Bearbeite die folgenden Einträge und gib sie vollständig wieder, wobei "white background" überall durch "gray background" ersetzt wird und alles Übrige gleich bleibt. Die Bilder lässt du in deiner Antwort weg.

===== BEREITGESTELLTE DATEN

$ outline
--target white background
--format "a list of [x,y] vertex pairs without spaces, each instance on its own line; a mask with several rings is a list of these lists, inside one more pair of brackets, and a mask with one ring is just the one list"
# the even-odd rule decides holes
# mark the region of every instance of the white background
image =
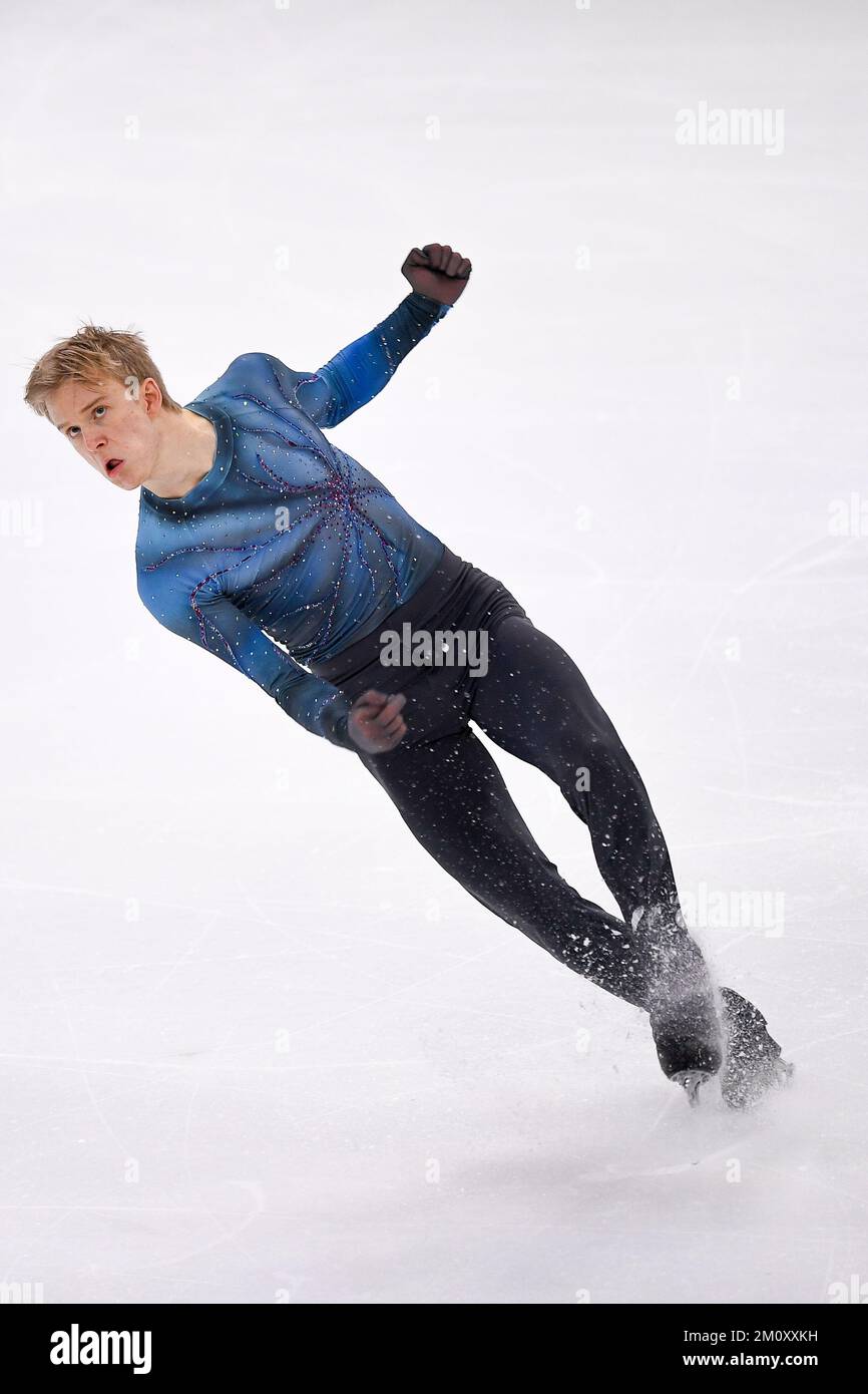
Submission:
[[[0,1280],[868,1298],[862,6],[49,0],[4,28]],[[679,145],[701,102],[783,110],[783,151]],[[138,496],[24,407],[84,319],[141,330],[181,401],[248,350],[315,369],[428,241],[470,286],[333,438],[612,715],[715,974],[796,1062],[748,1117],[690,1112],[641,1012],[160,629]],[[613,909],[557,789],[497,758]]]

==========

## ANTWORT
$ outline
--target gray background
--format "a list of [x,y] vertex pairs without spaces, each instance on its own line; a mask with several rings is a list of these lists, inside one more pair of brackets, and a mask with one ring is just the one list"
# the even-odd rule decides holes
# mark the region of every instance of the gray background
image =
Submission:
[[[0,1280],[868,1298],[862,6],[49,0],[4,28]],[[679,145],[701,102],[783,110],[783,151]],[[138,496],[24,407],[84,319],[141,330],[181,401],[248,350],[315,369],[428,241],[470,286],[333,438],[612,715],[715,974],[796,1062],[748,1117],[690,1112],[641,1012],[160,629]],[[613,909],[557,789],[497,758]]]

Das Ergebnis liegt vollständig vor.